> **Task to complete**: Reproduce every item below in full, requests included, scaling each coordinate in the answer points by 1.9 and rounding it to a whole number, with halves rounded up. Leave all numbers in the requests and their format samples as they are.

> **Supplied material**:
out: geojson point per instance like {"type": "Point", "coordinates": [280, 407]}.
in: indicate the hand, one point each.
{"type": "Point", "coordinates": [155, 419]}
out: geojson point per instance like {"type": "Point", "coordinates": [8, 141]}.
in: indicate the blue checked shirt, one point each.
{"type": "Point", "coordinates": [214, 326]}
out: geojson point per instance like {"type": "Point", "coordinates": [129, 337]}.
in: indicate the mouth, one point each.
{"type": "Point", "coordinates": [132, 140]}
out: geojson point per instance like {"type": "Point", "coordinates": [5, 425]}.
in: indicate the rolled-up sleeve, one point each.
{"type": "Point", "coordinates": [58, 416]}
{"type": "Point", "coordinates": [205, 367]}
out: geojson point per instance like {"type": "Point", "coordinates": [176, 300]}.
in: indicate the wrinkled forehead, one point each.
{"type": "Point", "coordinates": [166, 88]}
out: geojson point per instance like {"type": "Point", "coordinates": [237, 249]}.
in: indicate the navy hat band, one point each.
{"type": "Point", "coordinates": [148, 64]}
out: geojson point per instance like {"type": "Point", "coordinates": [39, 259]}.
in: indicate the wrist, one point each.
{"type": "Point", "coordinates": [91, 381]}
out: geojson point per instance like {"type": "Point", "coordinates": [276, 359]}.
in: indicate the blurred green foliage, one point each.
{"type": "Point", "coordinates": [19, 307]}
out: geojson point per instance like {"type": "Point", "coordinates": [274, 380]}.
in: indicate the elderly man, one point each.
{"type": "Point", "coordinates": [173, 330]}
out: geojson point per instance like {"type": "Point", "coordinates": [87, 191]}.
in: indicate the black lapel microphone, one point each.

> **Result of this task**:
out: geojson point per instance like {"type": "Point", "coordinates": [280, 407]}.
in: indicate the hand, one point each.
{"type": "Point", "coordinates": [295, 796]}
out: geojson point per instance like {"type": "Point", "coordinates": [8, 141]}.
in: indicate the blue checked shirt, one point each.
{"type": "Point", "coordinates": [407, 619]}
out: geojson point per instance like {"type": "Point", "coordinates": [129, 337]}.
in: indicate the mouth, one point each.
{"type": "Point", "coordinates": [251, 266]}
out: geojson point per instance like {"type": "Point", "coordinates": [5, 425]}.
in: indicate the rolled-up sleeve, one point each.
{"type": "Point", "coordinates": [110, 790]}
{"type": "Point", "coordinates": [390, 697]}
out: geojson point per instance like {"type": "Point", "coordinates": [176, 300]}.
in: indicate the wrinkled forehead, one point each.
{"type": "Point", "coordinates": [315, 167]}
out: geojson point per instance like {"type": "Point", "coordinates": [237, 249]}.
in: indicate the navy hat band, one point each.
{"type": "Point", "coordinates": [281, 122]}
out: geojson point per instance like {"type": "Point", "coordinates": [39, 259]}.
in: indicate the wrist, one point each.
{"type": "Point", "coordinates": [173, 724]}
out: geojson point per instance like {"type": "Point", "coordinates": [276, 359]}.
in: indicate the blurred green foliage, one point each.
{"type": "Point", "coordinates": [36, 583]}
out: geojson point per instance like {"type": "Point", "coordinates": [274, 380]}.
in: indicate the elderly man, one point each.
{"type": "Point", "coordinates": [329, 627]}
out: geojson point per instance like {"type": "Point", "coordinates": [87, 191]}.
in: indicate the black lapel microphone, one point each.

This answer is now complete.